*** Opening Page text ***

Our work suggests that U.S. economic prospects continue to brighten. Higher long-term interest rates currently reflect the market’s expectations for faster economic growth and somewhat higher inflation. We expect this trend towards higher interest rates to continue in fits and starts.

Overall monetary conditions in the U.S. continue to look strong as do many measures of fundamental economic health, such as purchasing manager indices (PMIs). The following graph shows the 3-month moving average PMI minus the 12-month moving average PMI. When the 12-month is higher than the 3-month, the pace of economic growth is expected to be slowing. Conversely, when the 3-month is higher than the 12-month, as is the case today, we expect the pace of economic growth to be accelerating.

The economy is building momentum as it reopens with broader vaccine distribution as a key driver. According to recent Bloomberg estimates, with U.S. citizens getting roughly 2,000,000 vaccine doses per day on average, we should reach herd immunity in approximately three to four months.

We expect jobs creation to accelerate in the coming months as businesses improve and the economy reopens. Employment in the worst hit areas, such as leisure and hospitality, should rebound strongly. Though the leisure and hospitality sector makes up only 9% of U.S. employment, the industry accounts for roughly 35% of the remaining job losses since last year. We expect strong jobs numbers in the near-term to narrow this gap. According to the Bureau of Labor Statistics, the U.S. economy created 1.617 million jobs in the first quarter of 2021, which was primarily led by 647,000 in the leisure and hospitality sector. As vaccine distribution broadens, economic restrictions will be lifted and many of the remaining unemployed will soon find work.

*** Closing Page text ***

→ Work task 1:
According to the economic outlook text, how many jobs did the U.S. economy create in the first quarter of 2021?
→ Work task 2:
Summarize the economic outlook text in two sentences.
The data that comes next has no connection to the economic outlook text.

*** Opening Data for analysis ***

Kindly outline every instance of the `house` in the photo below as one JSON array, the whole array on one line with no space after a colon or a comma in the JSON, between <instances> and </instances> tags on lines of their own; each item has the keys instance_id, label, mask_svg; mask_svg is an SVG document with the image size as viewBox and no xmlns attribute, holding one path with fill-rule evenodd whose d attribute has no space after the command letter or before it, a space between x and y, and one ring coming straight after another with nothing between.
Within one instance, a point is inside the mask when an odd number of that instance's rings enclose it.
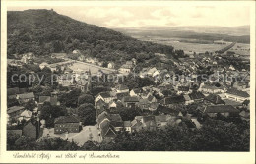
<instances>
[{"instance_id":1,"label":"house","mask_svg":"<svg viewBox=\"0 0 256 164\"><path fill-rule=\"evenodd\" d=\"M17 94L23 94L28 91L27 88L19 88L19 87L13 87L13 88L7 88L7 96L9 99L16 99Z\"/></svg>"},{"instance_id":2,"label":"house","mask_svg":"<svg viewBox=\"0 0 256 164\"><path fill-rule=\"evenodd\" d=\"M132 123L131 123L131 121L124 121L123 122L123 126L124 126L124 131L127 131L129 133L132 132Z\"/></svg>"},{"instance_id":3,"label":"house","mask_svg":"<svg viewBox=\"0 0 256 164\"><path fill-rule=\"evenodd\" d=\"M250 121L250 111L242 110L239 113L239 116L241 117L242 120Z\"/></svg>"},{"instance_id":4,"label":"house","mask_svg":"<svg viewBox=\"0 0 256 164\"><path fill-rule=\"evenodd\" d=\"M148 96L148 100L149 100L150 102L157 102L156 97L153 96L153 95L149 95L149 96Z\"/></svg>"},{"instance_id":5,"label":"house","mask_svg":"<svg viewBox=\"0 0 256 164\"><path fill-rule=\"evenodd\" d=\"M204 110L204 113L210 117L216 117L218 113L224 117L228 117L239 115L239 110L231 105L213 105L207 106Z\"/></svg>"},{"instance_id":6,"label":"house","mask_svg":"<svg viewBox=\"0 0 256 164\"><path fill-rule=\"evenodd\" d=\"M116 93L129 92L129 88L124 84L119 84L116 88Z\"/></svg>"},{"instance_id":7,"label":"house","mask_svg":"<svg viewBox=\"0 0 256 164\"><path fill-rule=\"evenodd\" d=\"M79 54L79 53L80 53L80 50L75 49L75 50L72 51L72 53L73 53L73 54Z\"/></svg>"},{"instance_id":8,"label":"house","mask_svg":"<svg viewBox=\"0 0 256 164\"><path fill-rule=\"evenodd\" d=\"M167 106L171 106L172 104L182 104L184 102L185 102L185 98L182 95L165 97L163 99L163 104Z\"/></svg>"},{"instance_id":9,"label":"house","mask_svg":"<svg viewBox=\"0 0 256 164\"><path fill-rule=\"evenodd\" d=\"M66 53L52 53L51 58L64 59L67 57Z\"/></svg>"},{"instance_id":10,"label":"house","mask_svg":"<svg viewBox=\"0 0 256 164\"><path fill-rule=\"evenodd\" d=\"M59 106L60 102L58 101L57 97L50 97L50 96L39 96L38 104L43 104L44 102L50 102L53 106Z\"/></svg>"},{"instance_id":11,"label":"house","mask_svg":"<svg viewBox=\"0 0 256 164\"><path fill-rule=\"evenodd\" d=\"M169 115L159 115L155 116L156 124L158 128L161 128L167 125L168 120L170 119Z\"/></svg>"},{"instance_id":12,"label":"house","mask_svg":"<svg viewBox=\"0 0 256 164\"><path fill-rule=\"evenodd\" d=\"M21 114L20 114L20 117L19 117L19 121L21 122L22 120L30 120L31 117L32 117L32 112L29 111L29 110L25 110L23 111Z\"/></svg>"},{"instance_id":13,"label":"house","mask_svg":"<svg viewBox=\"0 0 256 164\"><path fill-rule=\"evenodd\" d=\"M122 65L120 68L119 68L119 72L120 73L130 73L132 68L134 67L134 64L132 61L127 61L126 64Z\"/></svg>"},{"instance_id":14,"label":"house","mask_svg":"<svg viewBox=\"0 0 256 164\"><path fill-rule=\"evenodd\" d=\"M32 64L33 62L34 55L31 52L23 54L21 62L26 64Z\"/></svg>"},{"instance_id":15,"label":"house","mask_svg":"<svg viewBox=\"0 0 256 164\"><path fill-rule=\"evenodd\" d=\"M109 68L109 69L114 69L114 63L113 62L109 62L108 64L107 64L107 68Z\"/></svg>"},{"instance_id":16,"label":"house","mask_svg":"<svg viewBox=\"0 0 256 164\"><path fill-rule=\"evenodd\" d=\"M222 100L219 95L216 94L209 94L207 97L205 97L205 102L213 105L225 105L225 102Z\"/></svg>"},{"instance_id":17,"label":"house","mask_svg":"<svg viewBox=\"0 0 256 164\"><path fill-rule=\"evenodd\" d=\"M89 58L86 58L86 62L95 64L97 62L97 60L96 58L89 57Z\"/></svg>"},{"instance_id":18,"label":"house","mask_svg":"<svg viewBox=\"0 0 256 164\"><path fill-rule=\"evenodd\" d=\"M247 107L248 109L250 109L250 100L245 100L242 102L242 106L243 107Z\"/></svg>"},{"instance_id":19,"label":"house","mask_svg":"<svg viewBox=\"0 0 256 164\"><path fill-rule=\"evenodd\" d=\"M138 131L141 131L141 130L143 130L142 122L140 120L134 119L131 122L131 131L132 132L138 132Z\"/></svg>"},{"instance_id":20,"label":"house","mask_svg":"<svg viewBox=\"0 0 256 164\"><path fill-rule=\"evenodd\" d=\"M232 105L235 108L240 108L242 107L242 102L241 101L235 101L232 99L223 99L224 101L225 105Z\"/></svg>"},{"instance_id":21,"label":"house","mask_svg":"<svg viewBox=\"0 0 256 164\"><path fill-rule=\"evenodd\" d=\"M185 99L185 104L188 105L188 104L191 104L193 103L194 101L190 98L190 96L188 94L185 94L183 95L184 99Z\"/></svg>"},{"instance_id":22,"label":"house","mask_svg":"<svg viewBox=\"0 0 256 164\"><path fill-rule=\"evenodd\" d=\"M124 123L119 114L107 114L106 112L98 115L97 124L102 139L113 139L117 132L122 131L124 128Z\"/></svg>"},{"instance_id":23,"label":"house","mask_svg":"<svg viewBox=\"0 0 256 164\"><path fill-rule=\"evenodd\" d=\"M139 99L137 97L126 96L126 97L123 97L123 99L122 99L123 105L128 108L134 108L135 105L138 104L138 102L139 102Z\"/></svg>"},{"instance_id":24,"label":"house","mask_svg":"<svg viewBox=\"0 0 256 164\"><path fill-rule=\"evenodd\" d=\"M130 96L130 95L129 95L129 92L116 93L116 98L117 98L118 100L122 100L123 97L127 97L127 96Z\"/></svg>"},{"instance_id":25,"label":"house","mask_svg":"<svg viewBox=\"0 0 256 164\"><path fill-rule=\"evenodd\" d=\"M130 96L131 97L138 97L138 96L140 96L140 94L141 94L141 89L140 88L134 88L134 89L132 89L131 91L130 91Z\"/></svg>"},{"instance_id":26,"label":"house","mask_svg":"<svg viewBox=\"0 0 256 164\"><path fill-rule=\"evenodd\" d=\"M228 99L235 100L235 101L243 102L245 100L249 100L250 95L245 91L241 91L241 90L237 90L235 88L231 88L231 89L228 89L225 92L225 97L228 98Z\"/></svg>"},{"instance_id":27,"label":"house","mask_svg":"<svg viewBox=\"0 0 256 164\"><path fill-rule=\"evenodd\" d=\"M159 107L159 103L158 102L152 102L150 104L149 110L153 112L153 111L156 111L158 109L158 107Z\"/></svg>"},{"instance_id":28,"label":"house","mask_svg":"<svg viewBox=\"0 0 256 164\"><path fill-rule=\"evenodd\" d=\"M106 109L106 107L107 103L105 103L102 99L96 102L96 110Z\"/></svg>"},{"instance_id":29,"label":"house","mask_svg":"<svg viewBox=\"0 0 256 164\"><path fill-rule=\"evenodd\" d=\"M49 66L49 64L46 63L46 62L42 62L42 63L39 65L39 67L40 67L41 70L44 69L45 67L48 67L48 66Z\"/></svg>"},{"instance_id":30,"label":"house","mask_svg":"<svg viewBox=\"0 0 256 164\"><path fill-rule=\"evenodd\" d=\"M198 90L202 91L203 93L212 93L212 94L224 92L224 88L223 86L217 87L214 85L203 84L203 83L202 85L200 85L200 88Z\"/></svg>"},{"instance_id":31,"label":"house","mask_svg":"<svg viewBox=\"0 0 256 164\"><path fill-rule=\"evenodd\" d=\"M33 92L29 92L29 93L24 93L24 94L17 94L16 99L18 102L21 103L26 103L29 100L34 100L34 94Z\"/></svg>"},{"instance_id":32,"label":"house","mask_svg":"<svg viewBox=\"0 0 256 164\"><path fill-rule=\"evenodd\" d=\"M102 99L105 103L109 103L115 97L111 96L109 92L101 92L96 96L95 103L97 102L99 99Z\"/></svg>"},{"instance_id":33,"label":"house","mask_svg":"<svg viewBox=\"0 0 256 164\"><path fill-rule=\"evenodd\" d=\"M178 111L174 110L173 108L168 108L163 105L159 105L157 108L157 111L159 112L160 115L171 115L171 116L177 116Z\"/></svg>"},{"instance_id":34,"label":"house","mask_svg":"<svg viewBox=\"0 0 256 164\"><path fill-rule=\"evenodd\" d=\"M188 94L190 99L194 102L201 102L204 100L205 95L199 91L193 91L192 93Z\"/></svg>"},{"instance_id":35,"label":"house","mask_svg":"<svg viewBox=\"0 0 256 164\"><path fill-rule=\"evenodd\" d=\"M202 124L198 122L197 118L193 117L191 118L191 121L196 125L197 129L200 129L202 127Z\"/></svg>"},{"instance_id":36,"label":"house","mask_svg":"<svg viewBox=\"0 0 256 164\"><path fill-rule=\"evenodd\" d=\"M146 98L146 99L139 99L139 102L137 103L137 106L141 109L141 110L149 110L150 108L150 101Z\"/></svg>"},{"instance_id":37,"label":"house","mask_svg":"<svg viewBox=\"0 0 256 164\"><path fill-rule=\"evenodd\" d=\"M82 129L79 118L60 116L54 120L54 134L79 133Z\"/></svg>"},{"instance_id":38,"label":"house","mask_svg":"<svg viewBox=\"0 0 256 164\"><path fill-rule=\"evenodd\" d=\"M62 86L71 86L75 83L75 77L73 74L64 74L57 78L57 82Z\"/></svg>"},{"instance_id":39,"label":"house","mask_svg":"<svg viewBox=\"0 0 256 164\"><path fill-rule=\"evenodd\" d=\"M132 132L140 130L156 130L155 116L136 116L132 121Z\"/></svg>"},{"instance_id":40,"label":"house","mask_svg":"<svg viewBox=\"0 0 256 164\"><path fill-rule=\"evenodd\" d=\"M23 130L7 130L7 134L9 133L21 137L23 135Z\"/></svg>"},{"instance_id":41,"label":"house","mask_svg":"<svg viewBox=\"0 0 256 164\"><path fill-rule=\"evenodd\" d=\"M57 66L56 64L48 65L48 67L50 68L50 71L51 71L51 72L55 72L55 71L57 71L57 69L58 69L58 66Z\"/></svg>"},{"instance_id":42,"label":"house","mask_svg":"<svg viewBox=\"0 0 256 164\"><path fill-rule=\"evenodd\" d=\"M23 127L23 136L38 139L42 136L43 130L40 128L39 122L31 122L29 121Z\"/></svg>"},{"instance_id":43,"label":"house","mask_svg":"<svg viewBox=\"0 0 256 164\"><path fill-rule=\"evenodd\" d=\"M132 62L133 62L134 65L137 64L137 60L135 58L132 58Z\"/></svg>"},{"instance_id":44,"label":"house","mask_svg":"<svg viewBox=\"0 0 256 164\"><path fill-rule=\"evenodd\" d=\"M178 86L177 94L183 94L183 93L188 93L188 92L189 92L188 86Z\"/></svg>"},{"instance_id":45,"label":"house","mask_svg":"<svg viewBox=\"0 0 256 164\"><path fill-rule=\"evenodd\" d=\"M150 70L148 70L147 75L150 77L153 77L154 73L157 72L158 70L156 69L156 67L151 68ZM159 73L160 74L160 73Z\"/></svg>"},{"instance_id":46,"label":"house","mask_svg":"<svg viewBox=\"0 0 256 164\"><path fill-rule=\"evenodd\" d=\"M117 101L112 100L112 101L109 102L108 108L110 109L110 108L116 108L117 106L119 107L120 103L121 103L121 101L119 101L119 103L118 103Z\"/></svg>"},{"instance_id":47,"label":"house","mask_svg":"<svg viewBox=\"0 0 256 164\"><path fill-rule=\"evenodd\" d=\"M101 140L110 141L114 139L117 135L117 132L114 130L110 122L101 123L99 129L99 137L101 137Z\"/></svg>"}]
</instances>

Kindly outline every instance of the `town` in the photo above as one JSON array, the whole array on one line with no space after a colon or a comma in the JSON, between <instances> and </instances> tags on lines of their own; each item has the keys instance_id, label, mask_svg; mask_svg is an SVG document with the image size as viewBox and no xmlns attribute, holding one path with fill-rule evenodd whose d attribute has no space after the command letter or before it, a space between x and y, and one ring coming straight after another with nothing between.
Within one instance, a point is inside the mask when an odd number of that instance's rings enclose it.
<instances>
[{"instance_id":1,"label":"town","mask_svg":"<svg viewBox=\"0 0 256 164\"><path fill-rule=\"evenodd\" d=\"M249 17L218 7L201 24L182 9L172 24L170 8L118 8L104 24L90 18L106 8L10 8L7 150L250 151Z\"/></svg>"}]
</instances>

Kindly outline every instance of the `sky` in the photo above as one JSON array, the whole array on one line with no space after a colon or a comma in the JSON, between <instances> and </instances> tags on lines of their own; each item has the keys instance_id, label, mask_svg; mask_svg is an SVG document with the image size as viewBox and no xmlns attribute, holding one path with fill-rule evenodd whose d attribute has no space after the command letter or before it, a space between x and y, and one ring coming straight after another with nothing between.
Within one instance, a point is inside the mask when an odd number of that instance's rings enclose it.
<instances>
[{"instance_id":1,"label":"sky","mask_svg":"<svg viewBox=\"0 0 256 164\"><path fill-rule=\"evenodd\" d=\"M8 10L27 9L53 9L59 14L105 27L236 27L250 24L250 8L241 5L8 7Z\"/></svg>"}]
</instances>

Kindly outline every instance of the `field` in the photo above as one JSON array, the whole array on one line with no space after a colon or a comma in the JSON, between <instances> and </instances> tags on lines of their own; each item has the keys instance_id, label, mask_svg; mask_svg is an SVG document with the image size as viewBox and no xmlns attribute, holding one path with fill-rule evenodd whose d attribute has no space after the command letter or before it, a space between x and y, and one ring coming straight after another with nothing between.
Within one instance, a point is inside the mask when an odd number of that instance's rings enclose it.
<instances>
[{"instance_id":1,"label":"field","mask_svg":"<svg viewBox=\"0 0 256 164\"><path fill-rule=\"evenodd\" d=\"M214 44L214 43L207 43L207 44L200 44L200 43L190 43L196 42L195 39L184 39L184 38L160 38L160 37L137 37L143 41L152 41L160 44L171 45L175 49L182 49L184 51L194 51L197 53L204 53L208 52L215 52L225 47L227 44ZM187 42L183 42L186 40Z\"/></svg>"},{"instance_id":2,"label":"field","mask_svg":"<svg viewBox=\"0 0 256 164\"><path fill-rule=\"evenodd\" d=\"M244 57L250 56L250 44L242 44L237 43L235 44L229 51L233 51L236 54L242 55Z\"/></svg>"},{"instance_id":3,"label":"field","mask_svg":"<svg viewBox=\"0 0 256 164\"><path fill-rule=\"evenodd\" d=\"M71 70L83 70L83 71L88 71L90 69L92 74L96 74L98 73L99 70L101 70L105 74L109 74L114 72L115 70L113 69L108 69L108 68L103 68L97 65L90 64L90 63L85 63L85 62L75 62L72 66L69 67Z\"/></svg>"}]
</instances>

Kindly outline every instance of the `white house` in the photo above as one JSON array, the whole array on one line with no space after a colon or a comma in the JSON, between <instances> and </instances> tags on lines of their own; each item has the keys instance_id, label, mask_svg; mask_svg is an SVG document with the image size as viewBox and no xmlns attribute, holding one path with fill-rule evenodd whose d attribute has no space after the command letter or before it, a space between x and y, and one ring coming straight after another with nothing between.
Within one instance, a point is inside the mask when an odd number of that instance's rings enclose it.
<instances>
[{"instance_id":1,"label":"white house","mask_svg":"<svg viewBox=\"0 0 256 164\"><path fill-rule=\"evenodd\" d=\"M116 88L116 93L126 93L129 92L129 88L126 85L120 84Z\"/></svg>"}]
</instances>

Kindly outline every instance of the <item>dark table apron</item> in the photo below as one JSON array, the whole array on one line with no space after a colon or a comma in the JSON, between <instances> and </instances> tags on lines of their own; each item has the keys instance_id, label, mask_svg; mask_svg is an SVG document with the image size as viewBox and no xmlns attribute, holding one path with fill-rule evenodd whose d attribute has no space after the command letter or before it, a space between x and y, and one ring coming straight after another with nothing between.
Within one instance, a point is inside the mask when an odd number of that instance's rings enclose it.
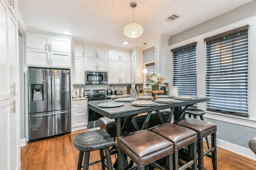
<instances>
[{"instance_id":1,"label":"dark table apron","mask_svg":"<svg viewBox=\"0 0 256 170\"><path fill-rule=\"evenodd\" d=\"M174 103L158 103L158 104L154 106L142 107L132 105L130 102L124 102L124 106L114 107L101 107L97 105L102 102L88 103L88 108L96 111L97 113L106 116L109 119L115 119L116 123L116 134L117 137L122 135L126 134L127 125L130 122L134 124L136 128L136 123L134 121L133 117L138 114L148 112L148 114L145 119L142 129L146 129L147 123L150 119L151 112L156 111L162 123L164 122L159 110L162 109L171 108L171 111L167 122L170 122L172 115L174 115L174 120L177 120L182 118L182 115L184 114L186 110L190 106L198 103L201 103L208 101L210 98L205 97L198 97L196 99L190 100L177 100L178 102ZM108 102L114 102L109 101ZM182 109L182 106L185 106ZM137 127L138 128L138 127ZM123 170L125 166L124 165L124 153L118 150L118 169Z\"/></svg>"}]
</instances>

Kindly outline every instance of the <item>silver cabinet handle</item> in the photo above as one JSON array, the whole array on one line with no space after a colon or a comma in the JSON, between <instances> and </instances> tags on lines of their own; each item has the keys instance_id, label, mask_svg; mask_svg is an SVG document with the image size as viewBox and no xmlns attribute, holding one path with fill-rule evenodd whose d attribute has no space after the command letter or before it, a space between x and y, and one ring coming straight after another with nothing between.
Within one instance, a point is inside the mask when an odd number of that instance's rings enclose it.
<instances>
[{"instance_id":1,"label":"silver cabinet handle","mask_svg":"<svg viewBox=\"0 0 256 170\"><path fill-rule=\"evenodd\" d=\"M33 115L33 117L40 117L40 116L50 116L50 115L58 115L58 114L66 113L68 113L67 111L63 111L62 112L56 113L52 113L52 114L47 114L47 115Z\"/></svg>"},{"instance_id":2,"label":"silver cabinet handle","mask_svg":"<svg viewBox=\"0 0 256 170\"><path fill-rule=\"evenodd\" d=\"M13 100L10 104L12 105L12 109L10 109L10 111L12 111L12 113L16 113L16 100Z\"/></svg>"},{"instance_id":3,"label":"silver cabinet handle","mask_svg":"<svg viewBox=\"0 0 256 170\"><path fill-rule=\"evenodd\" d=\"M10 87L12 87L13 90L13 91L12 92L11 92L10 93L13 94L13 96L16 96L16 84L15 83L14 83L12 86L11 86Z\"/></svg>"}]
</instances>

*** Closing Data for analysis ***

→ Answer section 1:
1.617 million jobs.

→ Answer section 2:
U.S. economic prospects continue to brighten, with higher long-term interest rates reflecting expectations for faster growth and somewhat higher inflation, and purchasing manager indices pointing to accelerating growth. Broader vaccine distribution is driving the reopening, and job creation is expected to accelerate, especially in hard-hit sectors such as leisure and hospitality.